§ Assigned task
Examine the records and identify each line that includes the string "blurred". Copy those lines.

§ Given information
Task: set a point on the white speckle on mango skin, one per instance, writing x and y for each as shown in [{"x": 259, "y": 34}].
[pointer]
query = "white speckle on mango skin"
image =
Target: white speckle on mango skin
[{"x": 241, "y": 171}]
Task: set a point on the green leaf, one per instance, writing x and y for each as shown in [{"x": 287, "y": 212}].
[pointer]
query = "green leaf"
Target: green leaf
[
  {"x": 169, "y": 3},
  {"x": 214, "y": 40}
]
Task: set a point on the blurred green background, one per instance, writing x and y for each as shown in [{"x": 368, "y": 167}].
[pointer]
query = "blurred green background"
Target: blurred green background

§ Answer to the problem
Task: set a point on the blurred green background, one per instance, writing x and y for each as shown in [{"x": 368, "y": 167}].
query = "blurred green background"
Target: blurred green background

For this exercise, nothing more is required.